> **THINGS TO DO**:
• 1. Using the ipilimumab news article below, decide whether each statement agrees with it. Answer yes or no and quote the deciding words. (a) The FDA cleared ipilimumab on 25 March to treat advanced melanoma. (b) Like other cancer immunotherapies on the market, ipilimumab works by stimulating the immune system. (c) In patients given BRAF inhibitors, the cancer becomes resistant about seven months after they start the drug.
• 2. Write the next part of the ipilimumab news article below, picking up after its final sentence.

> **EXTRACTED TEXT**:
-*-*-

A drug that takes an unusual approach to harnessing patients' immune systems to fight cancer has been approved by the US Food and Drug Administration (FDA). On 25 March, the FDA cleared ipilimumab, produced by Bristol-Myers Squibb, based in New York, to treat advanced melanoma, a particularly lethal form of skin cancer. Although the drug typically lengthens a patient's life by only 4 months or so, in clinical trials a fraction of patients lived much longer.

Ipilimumab marks success on two fronts: advanced melanoma, which has beaten multiple drug candidates, and cancer immuno­therapy, which has had several high-profile disappointments in late-stage clinical trials.

Unlike other cancer immunotherapies on the market, which stimulate the immune system, ipilimumab lifts one of the immune system's restraints. The drug is an antibody that targets the protein cytotoxic T-lymphocyte antigen 4 (CTLA-4). CTLA-4 guards against auto­immune reactions by inhibiting some T cells, but can also keep the immune system from attacking cancers. "The other therapies slam on the immune system's gas pedal," says Patrick Hwu, an oncologist at the MD Anderson Cancer Center in Houston, Texas. "Ipilimumab releases the brakes."

Hwu helped to conduct some of the first clinical trials of the drug more than five years ago. Although patients with advanced melanoma rarely survive more than a year past their diagnosis, some of those initial participants are still alive, he says, years after receiving their final dose of ipilimumab. This stands in stark contrast to the widely hailed genetically targeted melanoma drugs, called BRAF inhibitors, that are currently wending their way through clinical trials. The inhibitors produce dramatic responses in patients whose melanoma has mutations in the BRAF protein, but the cancer becomes resistant about seven months after starting the drug (see Nature 467, 140–141; 2010).

-*-*-

> **GIVEN RECORDS**:
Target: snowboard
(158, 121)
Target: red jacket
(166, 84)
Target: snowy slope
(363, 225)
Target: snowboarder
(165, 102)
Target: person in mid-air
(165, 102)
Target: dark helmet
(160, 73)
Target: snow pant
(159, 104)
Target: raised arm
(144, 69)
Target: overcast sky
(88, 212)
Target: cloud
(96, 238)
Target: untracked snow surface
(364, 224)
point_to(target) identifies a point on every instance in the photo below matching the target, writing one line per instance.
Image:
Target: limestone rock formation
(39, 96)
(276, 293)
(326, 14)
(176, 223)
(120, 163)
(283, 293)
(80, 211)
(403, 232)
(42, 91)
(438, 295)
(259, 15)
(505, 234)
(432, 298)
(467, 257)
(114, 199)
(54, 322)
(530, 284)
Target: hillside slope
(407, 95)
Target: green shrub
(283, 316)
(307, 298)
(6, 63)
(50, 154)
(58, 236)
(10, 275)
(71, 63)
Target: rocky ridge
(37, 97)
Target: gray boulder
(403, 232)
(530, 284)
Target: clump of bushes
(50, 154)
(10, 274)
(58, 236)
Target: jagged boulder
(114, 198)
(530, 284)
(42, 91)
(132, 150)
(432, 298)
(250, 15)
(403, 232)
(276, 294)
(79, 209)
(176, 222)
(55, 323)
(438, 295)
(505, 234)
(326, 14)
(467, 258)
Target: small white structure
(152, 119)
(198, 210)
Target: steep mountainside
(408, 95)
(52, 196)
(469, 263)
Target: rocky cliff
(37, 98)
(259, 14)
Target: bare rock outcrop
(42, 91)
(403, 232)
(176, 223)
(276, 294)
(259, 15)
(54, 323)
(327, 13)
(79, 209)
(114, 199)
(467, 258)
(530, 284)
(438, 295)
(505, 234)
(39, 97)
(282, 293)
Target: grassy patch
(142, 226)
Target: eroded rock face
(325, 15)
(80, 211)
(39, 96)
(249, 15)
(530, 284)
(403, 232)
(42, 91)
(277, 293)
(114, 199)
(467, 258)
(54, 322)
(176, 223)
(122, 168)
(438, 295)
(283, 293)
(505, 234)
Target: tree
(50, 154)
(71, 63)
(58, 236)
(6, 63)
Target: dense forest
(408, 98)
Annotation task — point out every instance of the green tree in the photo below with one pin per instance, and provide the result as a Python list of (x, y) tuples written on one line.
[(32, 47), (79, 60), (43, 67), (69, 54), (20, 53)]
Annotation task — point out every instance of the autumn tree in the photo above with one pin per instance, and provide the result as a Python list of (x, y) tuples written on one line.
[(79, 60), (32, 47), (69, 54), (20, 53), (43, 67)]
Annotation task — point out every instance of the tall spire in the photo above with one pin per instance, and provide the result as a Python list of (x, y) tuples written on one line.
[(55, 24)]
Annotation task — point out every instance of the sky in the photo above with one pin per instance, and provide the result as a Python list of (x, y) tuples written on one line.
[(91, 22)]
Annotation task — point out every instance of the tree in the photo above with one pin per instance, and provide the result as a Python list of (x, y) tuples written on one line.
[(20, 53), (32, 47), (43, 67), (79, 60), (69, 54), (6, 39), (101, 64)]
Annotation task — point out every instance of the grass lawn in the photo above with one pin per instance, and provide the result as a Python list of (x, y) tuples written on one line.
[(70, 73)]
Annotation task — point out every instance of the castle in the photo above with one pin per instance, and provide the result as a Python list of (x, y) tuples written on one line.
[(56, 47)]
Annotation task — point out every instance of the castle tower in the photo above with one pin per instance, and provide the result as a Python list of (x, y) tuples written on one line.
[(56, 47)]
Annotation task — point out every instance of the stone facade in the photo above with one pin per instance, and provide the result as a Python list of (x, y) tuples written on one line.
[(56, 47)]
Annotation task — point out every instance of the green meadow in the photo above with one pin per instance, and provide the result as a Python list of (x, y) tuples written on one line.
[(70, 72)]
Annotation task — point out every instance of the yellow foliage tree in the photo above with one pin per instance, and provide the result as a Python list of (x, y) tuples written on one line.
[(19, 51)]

-*-*-

> **SOLVED PROBLEMS**:
• 1.
(a) Yes: "On 25 March, the FDA cleared ipilimumab, produced by Bristol-Myers Squibb, based in New York, to treat advanced melanoma"
(b) No: "Unlike other cancer immunotherapies on the market, which stimulate the immune system, ipilimumab lifts one of the immune system's restraints."
(c) Yes: "the cancer becomes resistant about seven months after starting the drug"

• 2.
Although ipilimumab can add years of life, only 20–30% of patients show any benefit at all (F. S. Hodi et al. N. Engl. J. Med. 363, 711–723; 2010). "We clearly have to do much better than that," says Hwu. Furthermore, the drug caused severe or fatal side effects in almost 13% of patients, prompting the FDA to qualify its approval with a mitigation strategy.

Ultimately, the key may be to combine ipilimumab with targeted therapies such as the BRAF inhibitors, says James Allison, an immunologist at the Memorial Sloan-Kettering Cancer Center in New York. The targeted therapy would rapidly kill the cancer cells in more patients than would benefit from ipilimumab alone. That wave of destruction might then scatter cellular debris that could catch the attention of an immune system boosted by ipilimumab, yielding a more durable response. "To me this is the area with the most excitement," Allison says.